Unidentified flying objects (UFOs), the ones that supposedly enter our stratosphere and bear aliens to Earth, have never stood up to scientific scrutiny.

“I would be very surprised if we were the only intelligent life as we know it in the universe,” says Spagna. “I would also be surprised if we had been visited.”

He talks about stratosphere balloons over the Black Hills of South Dakota that were mistaken decades ago for flying saucers. He mentions how the entire Pacific fleet during World War II had its guns trained on Venus rising. They mistook it and its reflections for enemy spacecraft, terrestrial in origin–in this case, Japanese.

“And ten to twenty times a year comets or meteors a few hundred yards wide hit the Earth’s atmosphere and vaporize,” he says. “It looks like a ten to twenty megaton charge. These are the sorts of things mistaken for extraterrestrial aircraft.”

George understands the human need to create these myths about natural phenomena. “If you don’t understand something you tend to ascribe it to the thing you understand least,” he says.

None of this, though, rules out the very real possibility that life exists elsewhere in the universe. George mentions one of  a number of projects devoted to the search for extraterrestrial life. “They have fourteen unexplained radio signals, but the signals haven’t been replicated,” he says. “But a diligent search of the radio spectrum may uncover the existence of life elsewhere.”

Discovery of this sort would have tremendous implications for humanity. “The religious repercussions would be obvious,” he says. Fundamentalists would probably have the hardest time accepting this, as some believe that we are made in God’s physical image.

“What does it mean to be made in God’s image?” asks George. “That probably applies to our spirits, our souls.” And if that’s the case, then the temporal body is nothing more than a convenient shell and the universe may contain many different races of creatures, different in appearance, yet all made in God’s likeness.

Galaxies are definitely populated with molecular clouds that contain gas and dust, silica and graphite and other cosmic debris. These nebulae cool like massive hot air balloons. And once they reach a certain mass, self-gravitation causes the components to free fall into a center until the entire mass ignites. “It’s nuclear ignition,” George says. And that’s the way stars are born. “They then evolve, go through structural changes,” George explains. “For instance, our own Sun will one day become a red giant and eventually, toward the end of its life, a white dwarf.”

Stars, their formation and evolution, has been George’s central focus in astrophysics for some time now. But he admits that his curiosity is piqued by virtually everything in the universe. “I don’t know if there’s one single astronomical phenomenon that doesn’t interest me,” he says.

He briefly removes his glasses, guides them back up the bridge of his nose. “When I was a kid I was fascinated by rocketry and space travel and the notion of an artificial satellite,” he says. 

Born at the dawn of the Space Age, George remembers when Sputnik was launched. “And, of course, I remember Apollo 11,” he says. “As I got older, planetary astronomy fascinated me. I read a lot of books, science and science fiction. I’m somewhat enamored of books as you can see,” he adds, gesturing toward a wall of book-lined shelves. “Now, as I said, I’m primarily interested in star formation. That and radiation transport.” A fundamental problem for astronomers of all times has been conducting experiments. You can’t simply reach an elongated arm into the heart of a distant star and bring it home to perform experiments on it in a laboratory. “What we know of stars is from radiation transport,” says George. “I capture and interrogate photons. Analysis of electromagnetic radiation is all we ever get. We can determine the direction it travels from, the energy level, distribution of energy at the source. But that’s all. It’s very humbling. It is planar observation of a three-dimensional space.”
+---+
• _Work to do_:
Answer these questions from the passage on UFOs and star formation:
(a) What did the Pacific fleet during World War II mistake Venus rising and its reflections for?
(b) How many unexplained radio signals does George say the search project has?
(c) What will the Sun become toward the end of its life?

• _Recorded information_:
+---+
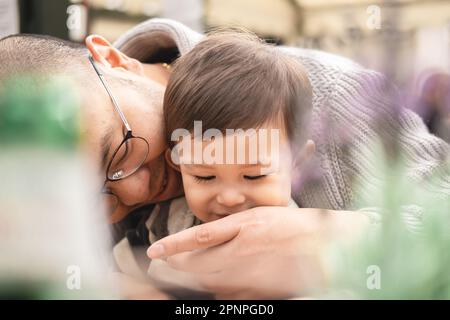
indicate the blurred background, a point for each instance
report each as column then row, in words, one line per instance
column 409, row 40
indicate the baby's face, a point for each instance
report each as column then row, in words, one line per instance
column 214, row 191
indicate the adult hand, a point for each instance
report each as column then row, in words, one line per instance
column 264, row 252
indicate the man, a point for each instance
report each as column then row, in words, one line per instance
column 233, row 258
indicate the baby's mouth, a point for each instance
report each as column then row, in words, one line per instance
column 164, row 183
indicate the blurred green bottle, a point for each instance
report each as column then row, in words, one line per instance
column 53, row 238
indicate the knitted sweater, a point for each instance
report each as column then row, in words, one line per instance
column 347, row 102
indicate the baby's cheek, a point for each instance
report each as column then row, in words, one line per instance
column 275, row 194
column 197, row 199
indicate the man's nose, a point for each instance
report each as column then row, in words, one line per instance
column 230, row 197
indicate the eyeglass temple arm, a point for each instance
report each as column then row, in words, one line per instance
column 114, row 101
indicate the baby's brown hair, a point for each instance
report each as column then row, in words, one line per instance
column 234, row 80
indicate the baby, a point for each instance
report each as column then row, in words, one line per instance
column 236, row 114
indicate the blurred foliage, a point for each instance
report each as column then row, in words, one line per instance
column 39, row 112
column 413, row 263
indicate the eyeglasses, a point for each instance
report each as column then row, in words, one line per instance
column 128, row 157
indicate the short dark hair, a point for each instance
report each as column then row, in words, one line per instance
column 39, row 55
column 234, row 80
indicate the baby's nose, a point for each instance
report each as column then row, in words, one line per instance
column 230, row 198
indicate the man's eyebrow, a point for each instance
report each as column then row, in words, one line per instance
column 105, row 146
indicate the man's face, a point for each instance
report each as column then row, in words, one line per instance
column 154, row 181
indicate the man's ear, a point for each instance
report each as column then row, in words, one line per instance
column 108, row 56
column 168, row 156
column 305, row 154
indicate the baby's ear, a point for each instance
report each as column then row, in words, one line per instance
column 305, row 154
column 168, row 156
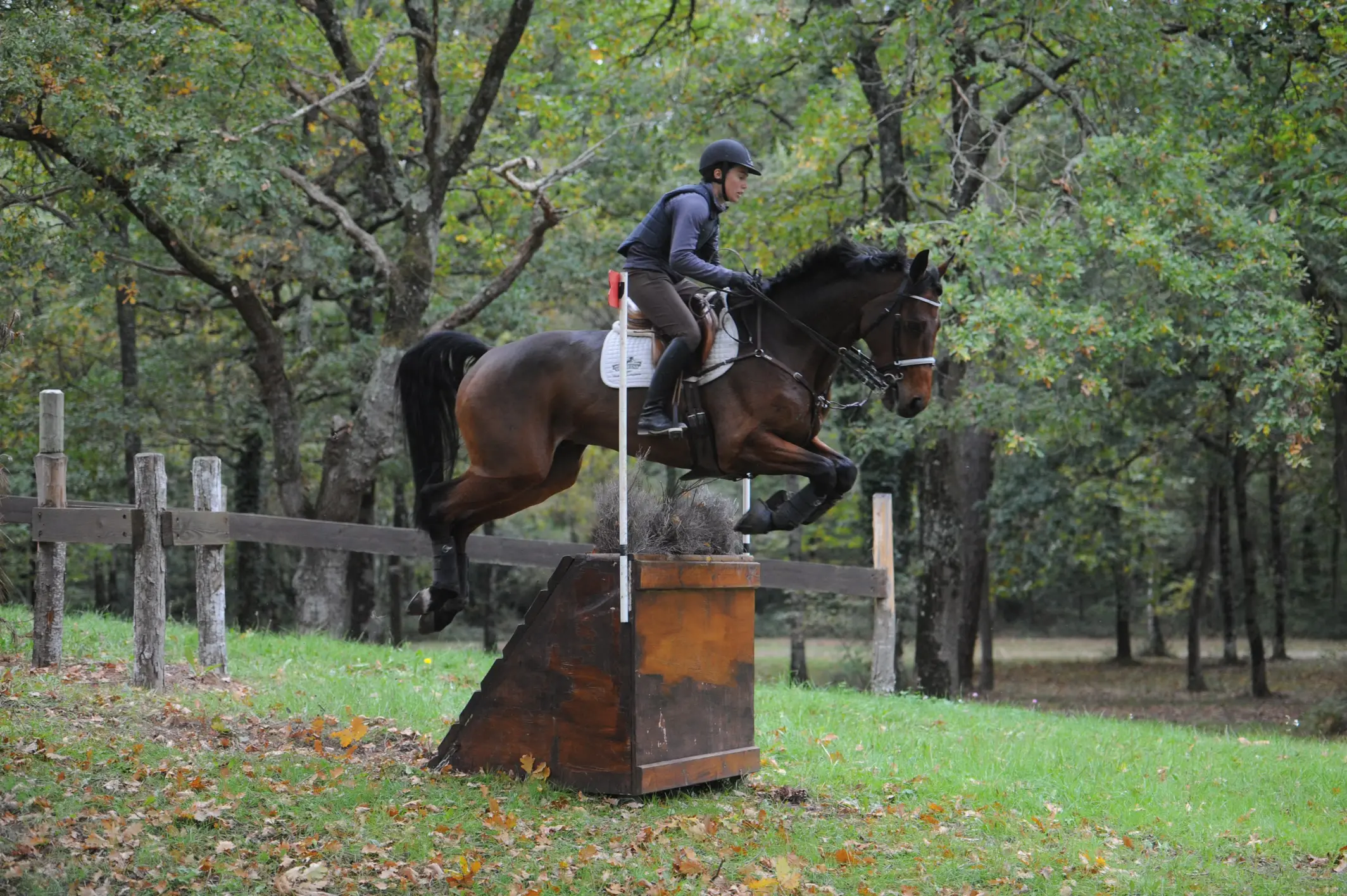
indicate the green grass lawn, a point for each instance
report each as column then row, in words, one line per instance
column 235, row 788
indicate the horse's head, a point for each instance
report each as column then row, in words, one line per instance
column 900, row 330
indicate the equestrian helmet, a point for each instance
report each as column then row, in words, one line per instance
column 722, row 154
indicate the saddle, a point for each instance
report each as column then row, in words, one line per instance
column 706, row 322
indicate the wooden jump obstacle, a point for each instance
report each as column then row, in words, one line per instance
column 659, row 702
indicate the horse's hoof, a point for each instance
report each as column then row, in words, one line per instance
column 758, row 520
column 441, row 618
column 419, row 606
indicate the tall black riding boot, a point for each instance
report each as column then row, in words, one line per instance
column 658, row 413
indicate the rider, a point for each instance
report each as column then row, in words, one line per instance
column 680, row 239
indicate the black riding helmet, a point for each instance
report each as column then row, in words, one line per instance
column 722, row 154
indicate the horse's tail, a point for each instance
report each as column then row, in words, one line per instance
column 427, row 379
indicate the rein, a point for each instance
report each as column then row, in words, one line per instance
column 858, row 364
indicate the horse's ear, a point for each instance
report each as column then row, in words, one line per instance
column 918, row 268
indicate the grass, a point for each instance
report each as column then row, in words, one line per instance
column 218, row 787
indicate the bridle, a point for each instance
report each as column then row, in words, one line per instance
column 892, row 372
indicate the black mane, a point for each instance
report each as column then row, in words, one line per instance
column 844, row 258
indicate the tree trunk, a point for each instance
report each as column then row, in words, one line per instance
column 986, row 673
column 360, row 578
column 1199, row 592
column 131, row 441
column 484, row 595
column 955, row 478
column 130, row 371
column 887, row 109
column 1155, row 633
column 1310, row 571
column 1338, row 402
column 1257, row 662
column 977, row 445
column 938, row 599
column 100, row 592
column 351, row 461
column 1276, row 496
column 1122, row 612
column 251, row 608
column 396, row 588
column 1334, row 584
column 799, row 666
column 1229, row 654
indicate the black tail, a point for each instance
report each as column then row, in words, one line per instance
column 427, row 380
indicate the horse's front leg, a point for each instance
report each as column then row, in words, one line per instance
column 765, row 453
column 846, row 475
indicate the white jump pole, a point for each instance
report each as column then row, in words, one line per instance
column 623, row 559
column 746, row 494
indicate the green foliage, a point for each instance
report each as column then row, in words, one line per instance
column 899, row 791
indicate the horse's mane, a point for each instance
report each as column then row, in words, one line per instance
column 844, row 258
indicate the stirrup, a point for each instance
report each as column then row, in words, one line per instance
column 675, row 429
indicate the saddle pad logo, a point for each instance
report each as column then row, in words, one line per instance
column 640, row 367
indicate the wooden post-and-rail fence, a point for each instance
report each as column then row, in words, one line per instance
column 151, row 527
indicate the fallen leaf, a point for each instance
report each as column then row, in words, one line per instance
column 687, row 862
column 353, row 733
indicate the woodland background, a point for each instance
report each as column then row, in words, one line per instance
column 222, row 224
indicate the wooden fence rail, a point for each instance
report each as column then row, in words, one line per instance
column 151, row 527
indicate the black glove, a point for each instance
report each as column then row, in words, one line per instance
column 745, row 283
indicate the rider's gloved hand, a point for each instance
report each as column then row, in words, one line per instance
column 744, row 283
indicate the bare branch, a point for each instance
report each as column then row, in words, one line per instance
column 544, row 219
column 546, row 216
column 507, row 169
column 1046, row 81
column 772, row 112
column 367, row 104
column 147, row 267
column 346, row 88
column 367, row 242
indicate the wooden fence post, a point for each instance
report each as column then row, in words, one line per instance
column 882, row 673
column 208, row 495
column 150, row 609
column 49, row 604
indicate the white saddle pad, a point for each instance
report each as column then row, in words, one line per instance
column 640, row 367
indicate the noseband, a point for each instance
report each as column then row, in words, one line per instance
column 893, row 372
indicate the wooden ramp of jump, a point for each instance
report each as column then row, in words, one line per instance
column 663, row 701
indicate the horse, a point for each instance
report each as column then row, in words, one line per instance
column 527, row 410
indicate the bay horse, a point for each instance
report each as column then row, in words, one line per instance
column 527, row 410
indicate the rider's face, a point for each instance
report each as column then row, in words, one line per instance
column 736, row 182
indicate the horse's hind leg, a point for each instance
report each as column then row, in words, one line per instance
column 768, row 453
column 449, row 593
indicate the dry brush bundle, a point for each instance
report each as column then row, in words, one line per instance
column 692, row 520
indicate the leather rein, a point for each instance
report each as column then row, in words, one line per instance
column 860, row 366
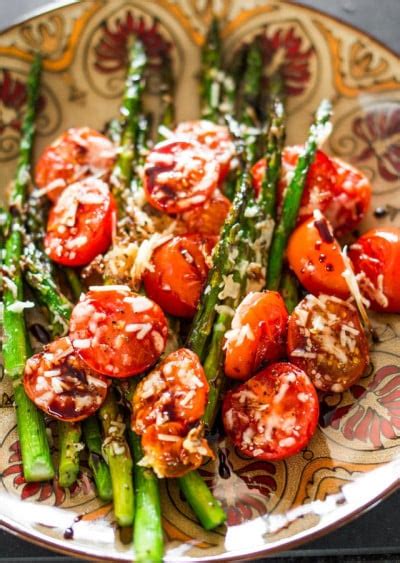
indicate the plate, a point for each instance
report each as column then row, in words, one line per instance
column 353, row 460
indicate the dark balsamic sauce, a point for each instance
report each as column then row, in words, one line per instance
column 40, row 333
column 324, row 231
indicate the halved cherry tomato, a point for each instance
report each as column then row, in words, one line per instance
column 167, row 406
column 62, row 385
column 176, row 391
column 172, row 451
column 341, row 192
column 351, row 200
column 274, row 414
column 180, row 175
column 376, row 260
column 76, row 154
column 215, row 137
column 258, row 334
column 178, row 273
column 80, row 223
column 208, row 219
column 315, row 257
column 117, row 332
column 327, row 341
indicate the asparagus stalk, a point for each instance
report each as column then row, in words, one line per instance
column 204, row 504
column 69, row 435
column 216, row 86
column 100, row 470
column 289, row 290
column 130, row 110
column 36, row 459
column 294, row 192
column 117, row 454
column 148, row 534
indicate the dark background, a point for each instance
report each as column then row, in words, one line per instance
column 376, row 535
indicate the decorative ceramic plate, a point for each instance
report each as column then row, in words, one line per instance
column 354, row 458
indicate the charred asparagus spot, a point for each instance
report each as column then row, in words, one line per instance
column 36, row 459
column 294, row 192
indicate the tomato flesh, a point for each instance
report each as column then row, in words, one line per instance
column 351, row 198
column 208, row 219
column 257, row 335
column 62, row 385
column 274, row 414
column 180, row 175
column 178, row 273
column 80, row 223
column 376, row 259
column 176, row 391
column 118, row 332
column 167, row 407
column 216, row 137
column 341, row 192
column 327, row 341
column 76, row 154
column 315, row 257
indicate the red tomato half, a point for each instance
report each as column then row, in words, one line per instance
column 376, row 260
column 180, row 175
column 274, row 414
column 315, row 257
column 78, row 153
column 80, row 223
column 63, row 386
column 172, row 451
column 215, row 137
column 326, row 339
column 167, row 407
column 176, row 391
column 341, row 192
column 257, row 335
column 208, row 219
column 178, row 273
column 117, row 332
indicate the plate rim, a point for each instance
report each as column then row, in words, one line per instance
column 47, row 542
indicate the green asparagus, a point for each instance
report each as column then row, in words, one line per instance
column 99, row 468
column 117, row 454
column 36, row 459
column 148, row 534
column 294, row 192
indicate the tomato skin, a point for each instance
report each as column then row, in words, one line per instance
column 167, row 406
column 340, row 191
column 274, row 414
column 162, row 396
column 208, row 219
column 376, row 260
column 180, row 268
column 180, row 175
column 315, row 257
column 76, row 154
column 264, row 316
column 76, row 239
column 351, row 200
column 329, row 332
column 118, row 332
column 74, row 394
column 215, row 137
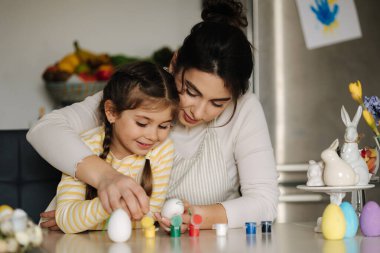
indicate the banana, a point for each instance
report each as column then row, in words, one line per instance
column 69, row 63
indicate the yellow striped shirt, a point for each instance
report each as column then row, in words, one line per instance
column 75, row 214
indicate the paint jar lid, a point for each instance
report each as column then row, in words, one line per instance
column 266, row 226
column 175, row 231
column 176, row 221
column 221, row 229
column 196, row 219
column 250, row 228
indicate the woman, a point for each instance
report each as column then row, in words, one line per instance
column 224, row 165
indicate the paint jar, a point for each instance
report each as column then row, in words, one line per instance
column 250, row 228
column 266, row 227
column 221, row 229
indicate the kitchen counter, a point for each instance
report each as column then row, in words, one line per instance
column 285, row 238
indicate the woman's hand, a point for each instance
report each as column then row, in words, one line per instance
column 49, row 220
column 186, row 216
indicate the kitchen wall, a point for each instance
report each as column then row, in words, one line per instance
column 35, row 34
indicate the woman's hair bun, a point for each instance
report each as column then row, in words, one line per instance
column 224, row 11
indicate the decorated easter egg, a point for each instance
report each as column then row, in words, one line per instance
column 370, row 219
column 352, row 221
column 119, row 226
column 172, row 207
column 5, row 212
column 333, row 223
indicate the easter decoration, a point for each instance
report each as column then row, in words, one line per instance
column 147, row 224
column 350, row 150
column 17, row 232
column 349, row 170
column 315, row 173
column 337, row 172
column 370, row 219
column 119, row 226
column 339, row 221
column 172, row 207
column 333, row 223
column 351, row 218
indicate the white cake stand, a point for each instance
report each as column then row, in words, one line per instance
column 337, row 193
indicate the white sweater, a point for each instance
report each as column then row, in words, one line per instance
column 244, row 140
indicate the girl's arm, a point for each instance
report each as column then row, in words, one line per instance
column 162, row 163
column 56, row 137
column 75, row 214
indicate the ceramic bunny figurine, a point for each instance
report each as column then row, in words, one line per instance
column 350, row 150
column 315, row 173
column 337, row 172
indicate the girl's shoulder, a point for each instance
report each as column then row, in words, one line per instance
column 94, row 139
column 164, row 149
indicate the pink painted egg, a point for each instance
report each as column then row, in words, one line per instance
column 370, row 219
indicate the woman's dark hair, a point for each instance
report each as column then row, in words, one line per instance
column 219, row 46
column 141, row 84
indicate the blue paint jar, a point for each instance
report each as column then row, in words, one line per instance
column 266, row 226
column 250, row 228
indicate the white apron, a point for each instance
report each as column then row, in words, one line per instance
column 203, row 178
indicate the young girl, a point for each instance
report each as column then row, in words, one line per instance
column 138, row 107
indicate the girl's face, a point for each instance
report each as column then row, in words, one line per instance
column 203, row 97
column 138, row 131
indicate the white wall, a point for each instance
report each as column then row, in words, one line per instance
column 35, row 34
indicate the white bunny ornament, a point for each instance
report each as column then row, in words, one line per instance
column 350, row 150
column 315, row 173
column 337, row 172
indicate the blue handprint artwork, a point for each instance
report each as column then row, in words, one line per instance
column 326, row 22
column 324, row 13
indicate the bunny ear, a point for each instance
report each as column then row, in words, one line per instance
column 335, row 144
column 345, row 117
column 357, row 116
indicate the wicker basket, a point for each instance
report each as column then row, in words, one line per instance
column 68, row 93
+---+
• _Worked solution_:
(a) Enemy spacecraft of terrestrial origin, in this case Japanese.
(b) Fourteen.
(c) A white dwarf.